• WHAT THE EXERCISE ASKS: Before copying, remove every picture, and then repeat all entries below precisely as written.

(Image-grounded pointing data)
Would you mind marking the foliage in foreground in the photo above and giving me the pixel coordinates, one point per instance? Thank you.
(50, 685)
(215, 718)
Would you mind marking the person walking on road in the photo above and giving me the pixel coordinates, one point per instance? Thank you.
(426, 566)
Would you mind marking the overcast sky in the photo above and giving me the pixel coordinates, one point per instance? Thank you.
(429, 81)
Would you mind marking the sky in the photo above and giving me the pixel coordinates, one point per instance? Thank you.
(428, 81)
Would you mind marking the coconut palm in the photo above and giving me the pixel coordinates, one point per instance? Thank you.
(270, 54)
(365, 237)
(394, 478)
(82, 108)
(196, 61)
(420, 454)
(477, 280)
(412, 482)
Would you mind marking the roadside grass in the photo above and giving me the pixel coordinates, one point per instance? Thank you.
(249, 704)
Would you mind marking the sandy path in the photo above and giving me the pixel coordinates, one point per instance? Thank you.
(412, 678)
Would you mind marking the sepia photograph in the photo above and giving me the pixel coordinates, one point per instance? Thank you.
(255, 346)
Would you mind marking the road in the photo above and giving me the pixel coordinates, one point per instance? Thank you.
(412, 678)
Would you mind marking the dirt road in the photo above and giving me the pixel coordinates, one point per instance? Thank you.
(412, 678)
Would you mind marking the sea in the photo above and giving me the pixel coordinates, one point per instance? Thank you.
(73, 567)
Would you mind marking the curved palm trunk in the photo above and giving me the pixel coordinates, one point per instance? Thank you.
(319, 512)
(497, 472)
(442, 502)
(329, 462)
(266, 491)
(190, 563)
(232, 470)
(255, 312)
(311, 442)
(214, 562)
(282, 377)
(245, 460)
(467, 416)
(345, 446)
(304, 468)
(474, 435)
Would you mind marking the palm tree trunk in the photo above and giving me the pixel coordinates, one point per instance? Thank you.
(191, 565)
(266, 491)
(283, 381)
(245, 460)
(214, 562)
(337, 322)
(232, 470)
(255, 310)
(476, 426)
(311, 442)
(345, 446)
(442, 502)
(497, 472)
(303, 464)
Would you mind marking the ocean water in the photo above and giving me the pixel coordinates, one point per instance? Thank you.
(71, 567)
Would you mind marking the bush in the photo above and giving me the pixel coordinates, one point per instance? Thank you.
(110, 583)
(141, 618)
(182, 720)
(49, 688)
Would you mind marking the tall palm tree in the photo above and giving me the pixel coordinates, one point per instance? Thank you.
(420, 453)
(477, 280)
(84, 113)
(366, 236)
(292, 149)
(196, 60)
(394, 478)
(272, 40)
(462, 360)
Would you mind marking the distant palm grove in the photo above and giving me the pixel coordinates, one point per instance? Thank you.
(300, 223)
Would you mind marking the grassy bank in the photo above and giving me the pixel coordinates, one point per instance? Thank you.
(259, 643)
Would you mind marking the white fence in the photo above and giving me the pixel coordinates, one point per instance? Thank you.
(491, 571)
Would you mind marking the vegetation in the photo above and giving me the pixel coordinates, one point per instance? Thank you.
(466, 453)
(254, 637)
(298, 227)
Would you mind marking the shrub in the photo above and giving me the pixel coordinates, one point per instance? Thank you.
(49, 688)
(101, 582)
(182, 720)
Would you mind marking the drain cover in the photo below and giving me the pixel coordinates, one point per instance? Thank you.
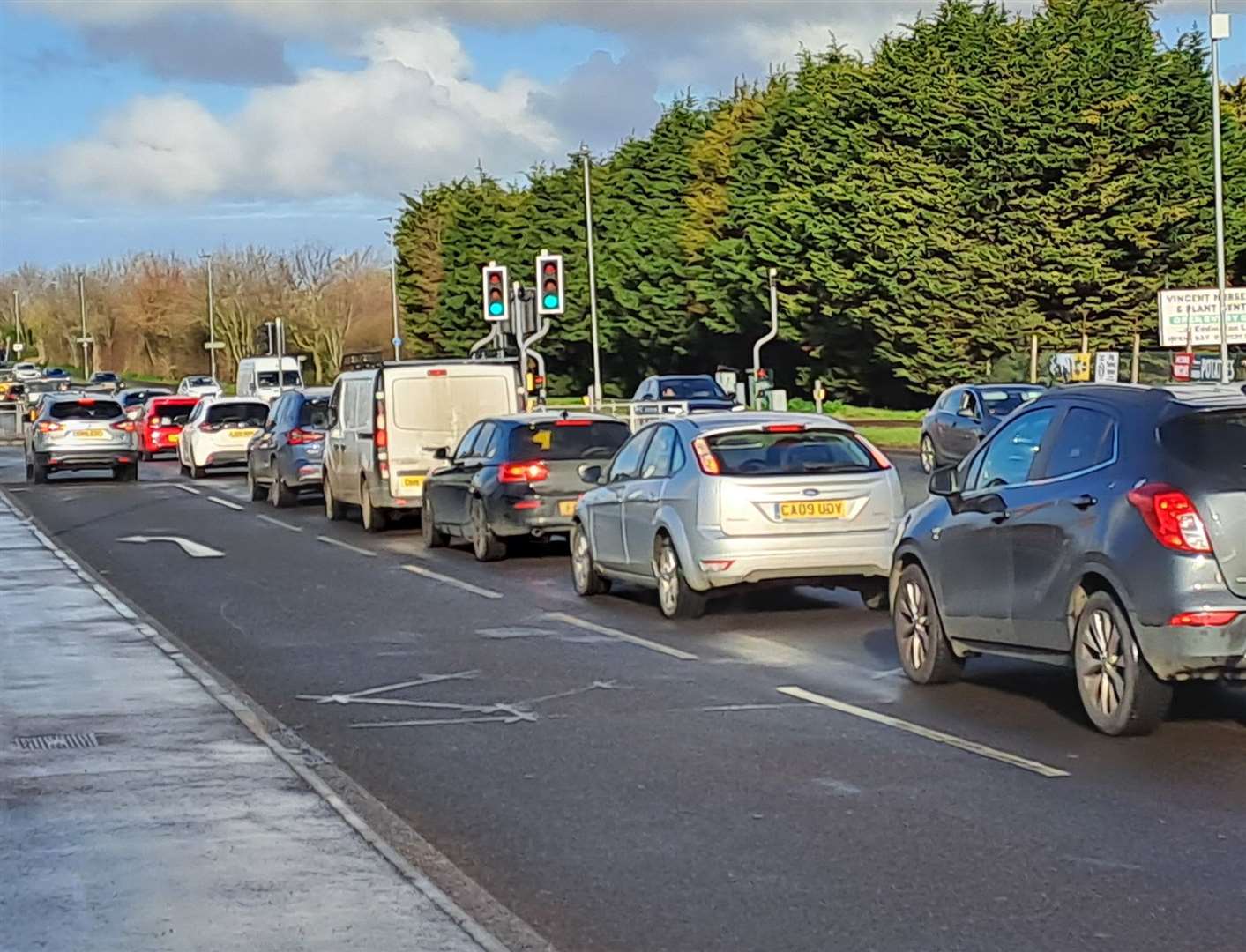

• OUTPUT FOR THIS EXERCISE:
Would you mind marking the foliage in foreground in the photo above and giving me the pixel coordinates, one point per instance? Thank you.
(50, 685)
(215, 718)
Would you mind marking the person walking on road in the photo above and giving me the pixel coordinates, one point per instance? Thank you.
(426, 566)
Would you mind marking the overcast sky in the photo above and giving me the pixel coordinates, one point per instance? Thank you.
(429, 81)
Would you mind marking the sky in the photo above and giving me the pixel coordinates, one point per instance? Thank you.
(428, 81)
Would you mind marking the coconut palm in the photo above and giving me the pixel coordinates, one point per instance? Thank you.
(270, 54)
(365, 237)
(394, 478)
(82, 108)
(196, 61)
(420, 454)
(477, 280)
(412, 482)
Would you mind marking the roadside grass in the photo above and giving me the pixel coordinates, one point per instance? Thank you.
(249, 704)
Would you mind marking the sandy path in the photo above and giving me the pixel coordinates, one point per instance? Thank you.
(412, 678)
Would you mind marking the sepia photograph in the photo above and giving me the pixel coordinates, one point per instance? Thank you.
(255, 346)
Would you mind marking the road in the photo above and giving me the pixel coordinates, one point per instance? Thank you.
(412, 678)
Would you mind marking the dirt road in the photo above and giving me the pixel coordinates, one point per instance? Thank you.
(412, 678)
Would you mind marking the sea in the photo above and giving me the pixel coordinates, one point per instance? Thank you.
(73, 567)
Would you mind marking the curved palm trunk in the photo above and giving me the pixel coordinates, one point per instance? Thank you.
(319, 512)
(497, 472)
(442, 502)
(329, 462)
(266, 491)
(190, 563)
(232, 470)
(255, 312)
(311, 442)
(214, 562)
(282, 377)
(245, 460)
(467, 416)
(345, 446)
(304, 468)
(474, 435)
Would you mind marking the palm tree trunk in the photo above and giving me the pixel coordinates, one point per instance? Thank you.
(191, 565)
(266, 491)
(283, 381)
(245, 460)
(214, 562)
(337, 322)
(232, 470)
(255, 310)
(476, 426)
(311, 442)
(345, 446)
(442, 502)
(497, 472)
(303, 464)
Would you mind marking the ocean water in the photo above and giving me the pixel coordinates, one point per instance? Thank you.
(71, 567)
Would you mind marking the bush in the photo above and giving me the pixel coordinates, one point per instance? Thank you.
(110, 583)
(141, 618)
(182, 720)
(49, 688)
Would you mind marking the tall palm tree in the photo above and giving me the pixel coordinates, one point per instance? Thank you.
(420, 453)
(477, 280)
(84, 113)
(366, 236)
(292, 149)
(196, 60)
(394, 478)
(272, 40)
(462, 360)
Would you mind marking the distant palm grove in the photo above and giving me the pixel coordinates, one point per instance? Thank you.
(300, 223)
Would you mind marking the grassy bank in the photo above and giving me the pixel coordinates, one point per instance? Thank you.
(259, 643)
Would you mind marking the white fence in the photo above and giving me the pixel coordinates, one point per instance? Thank you.
(491, 571)
Would you mind marking the vegetation in the photo above and giving me the pixel coordinates, one point per instance? Thank you.
(466, 453)
(254, 637)
(298, 227)
Would you mind marking the shrub in the photo above and giving me the pixel coordinates, one point per instance? Thank you.
(49, 688)
(101, 582)
(182, 720)
Would you mind marking the drain cover in the photo below and giving me the pixel coordinates, one point per instance? Thank you.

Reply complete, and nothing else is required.